(Point labeling examples)
* * * * * * *

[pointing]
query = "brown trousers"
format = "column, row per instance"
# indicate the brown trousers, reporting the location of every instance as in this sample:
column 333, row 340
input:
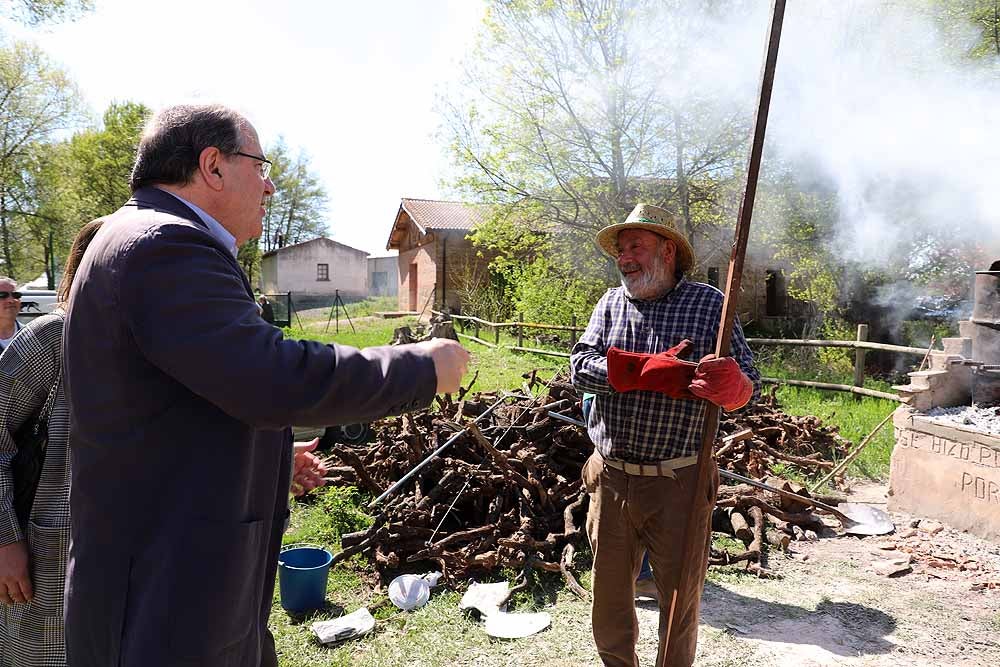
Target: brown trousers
column 629, row 514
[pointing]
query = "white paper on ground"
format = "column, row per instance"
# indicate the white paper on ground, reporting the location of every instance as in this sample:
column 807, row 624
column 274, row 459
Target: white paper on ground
column 352, row 625
column 485, row 598
column 515, row 626
column 409, row 591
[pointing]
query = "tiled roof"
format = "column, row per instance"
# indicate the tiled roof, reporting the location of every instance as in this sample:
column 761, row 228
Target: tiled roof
column 431, row 214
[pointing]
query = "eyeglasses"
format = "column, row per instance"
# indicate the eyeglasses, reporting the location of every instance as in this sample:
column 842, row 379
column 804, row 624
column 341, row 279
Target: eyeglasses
column 265, row 165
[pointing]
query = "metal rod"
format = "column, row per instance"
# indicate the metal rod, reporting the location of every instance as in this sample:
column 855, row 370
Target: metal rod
column 437, row 452
column 568, row 420
column 693, row 542
column 786, row 494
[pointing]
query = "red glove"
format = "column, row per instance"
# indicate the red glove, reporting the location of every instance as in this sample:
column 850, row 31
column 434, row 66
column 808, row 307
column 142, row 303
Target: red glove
column 722, row 382
column 664, row 372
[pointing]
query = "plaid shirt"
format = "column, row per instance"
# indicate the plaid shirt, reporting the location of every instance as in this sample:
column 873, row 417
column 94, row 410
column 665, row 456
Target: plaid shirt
column 643, row 426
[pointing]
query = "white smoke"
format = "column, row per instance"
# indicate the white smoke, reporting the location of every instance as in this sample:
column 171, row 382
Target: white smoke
column 875, row 100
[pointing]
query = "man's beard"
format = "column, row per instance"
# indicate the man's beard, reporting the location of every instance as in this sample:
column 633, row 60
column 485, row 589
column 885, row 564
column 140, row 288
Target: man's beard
column 650, row 283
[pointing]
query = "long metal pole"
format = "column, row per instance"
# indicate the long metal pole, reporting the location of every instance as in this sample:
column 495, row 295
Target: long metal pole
column 693, row 541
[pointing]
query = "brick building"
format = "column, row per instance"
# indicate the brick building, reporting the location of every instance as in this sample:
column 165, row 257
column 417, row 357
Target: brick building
column 436, row 260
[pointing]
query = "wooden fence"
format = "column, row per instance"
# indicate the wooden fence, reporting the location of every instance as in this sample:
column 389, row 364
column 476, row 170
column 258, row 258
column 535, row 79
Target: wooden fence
column 860, row 345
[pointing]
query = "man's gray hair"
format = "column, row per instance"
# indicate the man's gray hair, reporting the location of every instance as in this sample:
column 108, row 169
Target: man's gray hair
column 173, row 140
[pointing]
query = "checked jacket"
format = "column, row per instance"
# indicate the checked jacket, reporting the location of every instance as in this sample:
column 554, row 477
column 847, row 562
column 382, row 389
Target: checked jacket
column 645, row 426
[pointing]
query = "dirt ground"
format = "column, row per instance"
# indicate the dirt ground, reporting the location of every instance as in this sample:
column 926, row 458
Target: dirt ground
column 831, row 607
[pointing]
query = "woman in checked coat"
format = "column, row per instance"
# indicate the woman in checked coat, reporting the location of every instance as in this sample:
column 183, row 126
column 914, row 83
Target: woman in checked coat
column 34, row 549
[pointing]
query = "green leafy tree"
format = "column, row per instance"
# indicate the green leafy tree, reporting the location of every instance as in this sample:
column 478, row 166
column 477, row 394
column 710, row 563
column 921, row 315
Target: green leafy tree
column 568, row 124
column 298, row 208
column 38, row 12
column 37, row 99
column 71, row 182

* * * * * * *

JOB | Write out the whole listing exactly, and drop the pictures.

SOLUTION FOR THIS PROBLEM |
[pointing]
query = "brown trousers"
format = "column, row per instance"
# indicate the brown trousers, reporting the location of every instance as in this sample:
column 333, row 340
input:
Target: brown trousers
column 629, row 514
[pointing]
query = "white paper on ground"
format = "column, row per instance"
# indicate the white paper on ground, reporting the location of every instance as in this sample:
column 807, row 624
column 274, row 459
Target: white paper on ground
column 352, row 625
column 485, row 598
column 515, row 626
column 409, row 591
[pointing]
query = "tiled roof"
format = "column, row per instance"
# indicate the tiled roof, reporting the location of every instance as in this sample:
column 761, row 228
Target: tiled roof
column 431, row 214
[pointing]
query = "eyeglasses"
format = "column, row per instance"
# indicate the eyeglasses, reporting the location of every instance as in this sample:
column 842, row 379
column 804, row 624
column 341, row 279
Target: eyeglasses
column 265, row 165
[pointing]
query = "metal rod"
format = "column, row per instance"
# indicate the metal rod, reporting the location of every instance as in this sample:
column 855, row 370
Target: metal rod
column 437, row 452
column 568, row 420
column 693, row 542
column 786, row 494
[pointing]
query = "red glove"
format = "column, row per instance"
# indicate the red glove, reporting the location of every instance as in this sample:
column 850, row 31
column 434, row 66
column 808, row 307
column 142, row 303
Target: red glove
column 722, row 382
column 664, row 372
[pointing]
query = "plaid shirt"
format = "column, row per instance"
# indicate the plaid shirt, reporting the location of every instance as in this sample:
column 873, row 417
column 94, row 410
column 665, row 456
Target: plaid shirt
column 643, row 426
[pointing]
query = "white smoke"
format = "column, row per instance"
# indicate the white smoke, reporting the location of every instance as in this sample:
column 171, row 382
Target: white smoke
column 875, row 100
[pointing]
query = "man's beard"
format = "column, row per instance"
# indicate the man's beard, reporting the location of every instance as in this sample:
column 633, row 60
column 485, row 589
column 885, row 564
column 140, row 288
Target: man's beard
column 650, row 283
[pointing]
query = "long metal pole"
format = "column, row per instance"
# indicate the long metal pole, reporting the location of every instance as in this sample:
column 495, row 295
Target: long metal pole
column 693, row 541
[pointing]
query = "brick building"
format = "column, row per instance"
# indicate the brick building, reporting the location of every instance as in this sample:
column 165, row 257
column 417, row 357
Target: brick building
column 436, row 260
[pointing]
query = "wooden fence"
format = "column, row per instance"
# indicate the wooden fence, reporting the location of every instance as in this sample:
column 389, row 364
column 476, row 170
column 258, row 258
column 535, row 79
Target: wooden fence
column 860, row 345
[pointing]
query = "man's gray hair"
format = "column, row per instance"
# indicate the man's gray hair, reporting the location of every instance as in this sample:
column 108, row 169
Target: man's gray hair
column 173, row 140
[pointing]
query = "checked jacket"
format = "column, row per instance"
# indicate the checked jacket, reporting the location of every instance as in this sample:
column 554, row 477
column 847, row 562
column 382, row 389
Target: checked jacket
column 645, row 426
[pointing]
query = "dirt ground"
format = "column, row per instance"
# indicate the dirt ground, reporting the location of every instance as in this sample:
column 926, row 458
Target: dirt ground
column 831, row 607
[pointing]
query = "woman in checked coat"
format = "column, row per instance"
# indicate the woman in checked coat, reporting the location of every instance as in this sample:
column 183, row 126
column 914, row 83
Target: woman in checked coat
column 34, row 549
[pointing]
query = "green leafy tree"
format = "column, row per instance"
# indicate the green leafy tree, reporting the location of every instance as in this sample:
column 478, row 166
column 477, row 394
column 710, row 563
column 921, row 315
Target: green leafy tree
column 568, row 124
column 298, row 208
column 38, row 12
column 37, row 99
column 71, row 182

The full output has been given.